• **SELECTION**:

Inception: The Dreamscape of Trauma

I am not afraid to argue that Inception is a dream throughout the entire film. Yet, the film’s commentary is not necessarily interested in making this point, it would rather remain ambiguous, largely because we aren’t ready for that reading. I think the primary commentary that Nolan is getting at is a grand metaphor about the art of filmmaking… A play on the role of the viewer, director, and cast.

This type of filmic metaphor has been taken up by many directors, mainly more avant garde, but most notably by Tarantino in Inglorious Basterds, and Fellini in 8 ½. Both films were extended meditations through narrative filmic storytelling about the act of making a film.

Inception is a film about filmmaking, and it raises a number of important issues related to the form of film as a mode of entertainment in ways that challenge us: the most important one I think is that the entire film is a dream. I won’t completely defend this argument because it was argued very well by Devin Faraci in Never Wake Up: The Meaning and Secret of Inception.

Why must we feel robbed as an audience if the film is entirely a dream? What does having some grounding or stakes in reality offer by way of fulfillment? This sort of move on behalf of Nolan is genius in that he is challenging, albeit ambiguously, (it is left open whether it was all a dream) the very basis of the form of narrative symmetry and he’s creating new possibilities for Hollywood filmmaking. In time, it is films like Inception that will allow for the creative space for blockbusters to experiment not only with fancy technology, but also with form, irony, and metaphor.

I am interested in unraveling the psychoanalytic basis of the dream-reality universe created in the film. Taking up the idea that Inception was a dream all along we are left with several outstanding questions regarding the nature of dream vs. reality. What I would like to posit is that Cobb’s final castration of his wife’s repression ends up in the creation of a perfectly achieved fantasy dream world for himself.

Reality, as the film argues feels more like the fantasy-induced world of dream, and that is why it is so essential to have your own grasp onto the real by possessing your own unique totem. Why do the characters always talk about the pain of waking up from the dream? It is this conception of reality that closely resembles the theoretical legacy of Jacques Lacan.

In psychoanalysis, the first thing you learn in the triad structure of all perception (real, symbolic, and the imaginary) is that reality always leans on the side fantasy. Lacan relates this truth by way of a story about when he was woken up from a nap.

• **PROVIDED MATERIAL**:
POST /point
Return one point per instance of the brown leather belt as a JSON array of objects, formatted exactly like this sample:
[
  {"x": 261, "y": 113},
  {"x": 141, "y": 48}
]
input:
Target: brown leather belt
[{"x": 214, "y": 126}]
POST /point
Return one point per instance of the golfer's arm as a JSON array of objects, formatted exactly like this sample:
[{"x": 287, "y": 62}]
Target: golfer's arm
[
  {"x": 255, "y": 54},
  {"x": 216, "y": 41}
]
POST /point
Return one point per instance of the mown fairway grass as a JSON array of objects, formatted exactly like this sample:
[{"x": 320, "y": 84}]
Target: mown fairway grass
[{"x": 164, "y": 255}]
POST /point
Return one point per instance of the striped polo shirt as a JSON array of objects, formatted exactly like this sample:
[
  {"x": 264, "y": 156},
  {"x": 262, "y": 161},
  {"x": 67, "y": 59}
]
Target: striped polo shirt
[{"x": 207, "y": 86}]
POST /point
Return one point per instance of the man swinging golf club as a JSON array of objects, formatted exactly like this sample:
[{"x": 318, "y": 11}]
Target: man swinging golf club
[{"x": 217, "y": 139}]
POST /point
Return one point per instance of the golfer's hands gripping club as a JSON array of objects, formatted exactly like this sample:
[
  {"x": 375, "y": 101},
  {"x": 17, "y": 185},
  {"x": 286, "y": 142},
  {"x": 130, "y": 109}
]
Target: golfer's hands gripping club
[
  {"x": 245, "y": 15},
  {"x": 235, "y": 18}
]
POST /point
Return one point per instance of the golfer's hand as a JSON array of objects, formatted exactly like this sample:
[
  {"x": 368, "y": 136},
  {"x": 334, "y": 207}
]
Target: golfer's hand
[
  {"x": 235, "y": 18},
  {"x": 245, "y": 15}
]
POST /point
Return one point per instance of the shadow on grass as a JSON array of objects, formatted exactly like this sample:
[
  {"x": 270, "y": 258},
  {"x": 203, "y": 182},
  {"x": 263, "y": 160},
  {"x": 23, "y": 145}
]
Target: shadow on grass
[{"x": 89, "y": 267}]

• **PROBLEM DESCRIPTION**: Write out the passage of the Inception essay between "I am interested" and "world for himself.", inclusive, word for word. Work only from the Inception essay, not from the listing.

• **REPLY TO THE EXERCISE**:
I am interested in unraveling the psychoanalytic basis of the dream-reality universe created in the film. Taking up the idea that Inception was a dream all along we are left with several outstanding questions regarding the nature of dream vs. reality. What I would like to posit is that Cobb’s final castration of his wife’s repression ends up in the creation of a perfectly achieved fantasy dream world for himself.